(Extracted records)
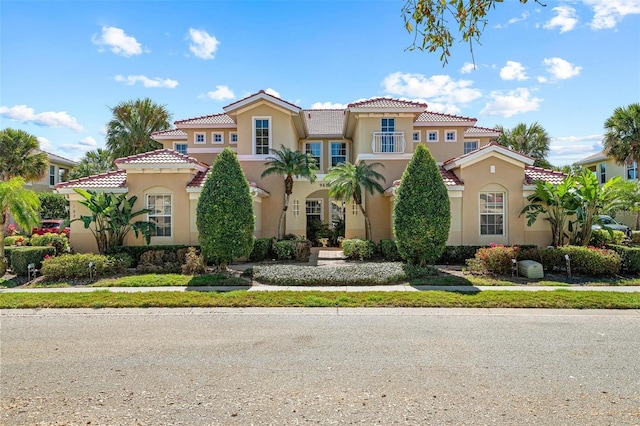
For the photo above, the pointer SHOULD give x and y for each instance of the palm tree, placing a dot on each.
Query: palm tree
(346, 182)
(289, 164)
(23, 204)
(20, 155)
(129, 131)
(93, 163)
(530, 140)
(622, 137)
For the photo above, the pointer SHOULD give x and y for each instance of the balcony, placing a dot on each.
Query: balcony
(388, 143)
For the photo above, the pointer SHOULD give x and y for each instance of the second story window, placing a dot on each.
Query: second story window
(338, 153)
(261, 136)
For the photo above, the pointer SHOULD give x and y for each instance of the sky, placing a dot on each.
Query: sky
(64, 64)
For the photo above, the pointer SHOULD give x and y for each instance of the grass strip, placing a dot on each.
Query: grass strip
(556, 299)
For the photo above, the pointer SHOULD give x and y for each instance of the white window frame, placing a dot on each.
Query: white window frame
(149, 215)
(331, 156)
(186, 147)
(503, 214)
(253, 133)
(464, 146)
(213, 138)
(319, 163)
(446, 136)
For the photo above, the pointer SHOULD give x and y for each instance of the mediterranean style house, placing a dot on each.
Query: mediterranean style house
(487, 183)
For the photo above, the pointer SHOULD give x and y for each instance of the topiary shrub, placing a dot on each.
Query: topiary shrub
(389, 250)
(59, 241)
(421, 212)
(225, 216)
(74, 266)
(261, 249)
(355, 248)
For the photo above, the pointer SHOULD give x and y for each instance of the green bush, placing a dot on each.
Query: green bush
(356, 248)
(601, 237)
(59, 241)
(630, 258)
(74, 266)
(389, 250)
(261, 249)
(21, 257)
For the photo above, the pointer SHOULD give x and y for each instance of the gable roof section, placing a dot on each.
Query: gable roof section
(324, 122)
(484, 151)
(160, 158)
(533, 174)
(116, 179)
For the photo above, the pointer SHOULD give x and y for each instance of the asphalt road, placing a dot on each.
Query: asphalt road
(319, 366)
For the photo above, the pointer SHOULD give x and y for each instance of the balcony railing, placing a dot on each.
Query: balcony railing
(388, 142)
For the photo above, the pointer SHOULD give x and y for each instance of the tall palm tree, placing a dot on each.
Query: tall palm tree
(129, 131)
(20, 155)
(289, 164)
(530, 140)
(622, 137)
(93, 163)
(346, 182)
(23, 204)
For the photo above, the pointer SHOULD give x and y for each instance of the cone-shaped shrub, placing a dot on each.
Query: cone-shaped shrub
(421, 214)
(225, 212)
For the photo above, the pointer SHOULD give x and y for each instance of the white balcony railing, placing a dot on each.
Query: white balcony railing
(388, 142)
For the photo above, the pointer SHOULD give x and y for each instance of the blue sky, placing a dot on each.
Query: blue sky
(64, 63)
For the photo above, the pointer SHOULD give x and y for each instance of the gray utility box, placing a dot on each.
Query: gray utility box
(530, 269)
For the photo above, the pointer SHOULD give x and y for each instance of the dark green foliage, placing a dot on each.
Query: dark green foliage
(135, 252)
(358, 249)
(21, 257)
(75, 266)
(261, 249)
(225, 217)
(630, 258)
(59, 241)
(421, 214)
(53, 206)
(389, 250)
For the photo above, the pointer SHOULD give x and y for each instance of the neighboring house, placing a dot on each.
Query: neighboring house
(606, 169)
(57, 172)
(488, 184)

WORK ITEM = Please write out all of the data verbatim, with no pictures in the copy.

ANSWER SECTION =
For the photo above, the pointer SHOULD give x and y for each instance of the palm tree, placing a dot on each.
Query: palm tree
(346, 182)
(289, 164)
(23, 204)
(20, 155)
(129, 131)
(93, 163)
(530, 140)
(622, 137)
For the photo above, the pointer SHOULD give x and y for each instance of the balcony, placing a dot on each.
Query: balcony
(388, 143)
For the photo above, the pointer SHOULD give x and y for each instance of the second story window, placing a dot on each.
Query: second story window
(338, 153)
(261, 136)
For the photo above, the pointer SHOULD give x and y for each instance of the sky, placing a dot on each.
Query: sky
(64, 64)
For the photo above, the pointer SHOULD give x and y for each instance of the grass strip, placing a dot on each.
Query: grass strip
(556, 299)
For the photo above, the pointer SHOULD give x and y for each instance of the white window frame, placing a dot on each.
Query: white window frame
(149, 215)
(331, 156)
(186, 147)
(503, 214)
(253, 133)
(464, 146)
(213, 138)
(319, 163)
(446, 136)
For the photo above, the pointer SHOULD give x and y for each instance of the mediterranean style house, placing a dot on each.
Query: mediterranean style house
(487, 183)
For the photo above, the pointer SHOULD give x and y for each instance of the topiary shrub, placing a dot on each.
Query: topiary shrub
(389, 250)
(59, 241)
(421, 212)
(225, 216)
(74, 266)
(261, 249)
(355, 248)
For the photo above, the pointer SHOULD give x and y for each instance of the green bush, placing a dot on each.
Query: green bush
(356, 248)
(601, 237)
(59, 241)
(630, 258)
(74, 266)
(389, 250)
(261, 249)
(21, 257)
For the photo above, the pointer SHOULD give x and y for each instance of the gable roof section, placing a dot on each.
Query: gable roof section
(324, 122)
(484, 151)
(160, 158)
(533, 174)
(116, 179)
For the photo above, the pointer SHOULD give x and y for each instance of the asphalt road, placing a dot on each.
Query: asphalt road
(319, 366)
For the photo above, the pointer SHOULD give x and y for each instance of the balcony railing, placing a dot on each.
Query: balcony railing
(388, 142)
For the photo above, the pointer SHOULD give x and y for each instance of the tall palm tree, placing a dot on each.
Query: tall palm tree
(129, 131)
(20, 155)
(289, 164)
(530, 140)
(622, 137)
(93, 163)
(346, 182)
(23, 204)
For the photo above, the pointer SHOULD give x and y for each instance of the cone-shaped shrub, placing a dot on each.
Query: cone-shaped shrub
(421, 214)
(225, 212)
For the photo above, the pointer SHOULD give x and y for each instance of the white balcony railing, placing a dot on each.
Query: white balcony railing
(388, 142)
For the photo above, the pointer SHOULD give x and y for each instance of the blue sky, placing a dot on each.
Query: blue sky
(64, 63)
For the photo above, the pointer SHOULD give x and y for each instance of the gray utility box, placing a dot on each.
Query: gray utility box
(530, 269)
For the photo above, the pointer SHOULD give x and y for each instance of the dark green foliage, placing a dot on each.
Query: dark green foliage
(135, 252)
(358, 249)
(21, 257)
(75, 266)
(261, 249)
(225, 217)
(630, 258)
(59, 241)
(421, 214)
(53, 206)
(389, 250)
For the photo above, the pointer SHOULD give x and y for each instance of the neighboring house, placing a dot on each.
Query: neighboring house
(606, 169)
(57, 172)
(488, 184)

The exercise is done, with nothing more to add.